The request> In the profile of the Public Service Commission chair, where did she attend law school?

--- start Extract to read ---

WisPolitics.com is profiling some of the newly announced state agency heads. This installment features Public Service Commission Chair Rebecca Cameron Valcq.

The Wisconsin native most recently worked at Quarles and Brady before joining Gov. Tony Evers’ administration.

Birthplace, age?
Greendale, Wis.; age 43.

Job history?
Most recently worked as a partner at Quarles & Brady in the Energy, Environment and Natural Resources Practice Group. Previously worked as regulatory counsel for We Energies.

Undergraduate degree in political science and Spanish from Drake University in Des Moines, Iowa; law school at Marquette University.

Married to husband, Rob, since 2001. Two kids: an 11-year-old daughter and a seven-year-old daughter.

Favorite non-work interests?
Cooking and seeing live music. She said she tries to never follow a recipe when cooking, although she’ll use recipe books as a baseline.

“My sort of ideal day is being in my kitchen with my kids and my husband cooking and listening to really good music.”

Why the interest in being in the Evers administration?

--- end Extract to read ---
--- start Stored data ---

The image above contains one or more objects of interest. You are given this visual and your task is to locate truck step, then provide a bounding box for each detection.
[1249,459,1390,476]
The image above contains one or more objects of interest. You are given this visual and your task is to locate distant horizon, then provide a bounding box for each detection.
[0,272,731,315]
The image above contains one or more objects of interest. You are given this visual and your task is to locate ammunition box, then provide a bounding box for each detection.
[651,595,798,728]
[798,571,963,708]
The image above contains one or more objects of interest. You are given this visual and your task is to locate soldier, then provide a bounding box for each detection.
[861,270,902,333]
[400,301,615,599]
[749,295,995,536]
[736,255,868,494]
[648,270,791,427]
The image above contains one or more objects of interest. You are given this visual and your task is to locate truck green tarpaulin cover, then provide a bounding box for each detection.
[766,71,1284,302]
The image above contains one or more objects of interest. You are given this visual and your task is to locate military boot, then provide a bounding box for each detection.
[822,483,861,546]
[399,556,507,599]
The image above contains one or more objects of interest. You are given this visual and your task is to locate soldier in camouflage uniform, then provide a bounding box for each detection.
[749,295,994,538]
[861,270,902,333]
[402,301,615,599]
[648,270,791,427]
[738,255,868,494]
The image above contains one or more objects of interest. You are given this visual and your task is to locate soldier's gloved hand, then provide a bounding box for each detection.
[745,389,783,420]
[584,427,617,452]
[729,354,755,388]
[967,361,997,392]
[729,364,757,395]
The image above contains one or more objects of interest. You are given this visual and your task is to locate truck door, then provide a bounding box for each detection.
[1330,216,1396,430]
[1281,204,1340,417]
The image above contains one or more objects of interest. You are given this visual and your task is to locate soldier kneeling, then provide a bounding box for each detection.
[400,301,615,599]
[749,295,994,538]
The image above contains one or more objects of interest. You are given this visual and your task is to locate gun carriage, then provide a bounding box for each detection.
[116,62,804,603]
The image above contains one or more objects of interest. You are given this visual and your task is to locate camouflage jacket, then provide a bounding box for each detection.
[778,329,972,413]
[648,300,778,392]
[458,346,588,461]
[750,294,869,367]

--- end Stored data ---

Reply to the task> Marquette University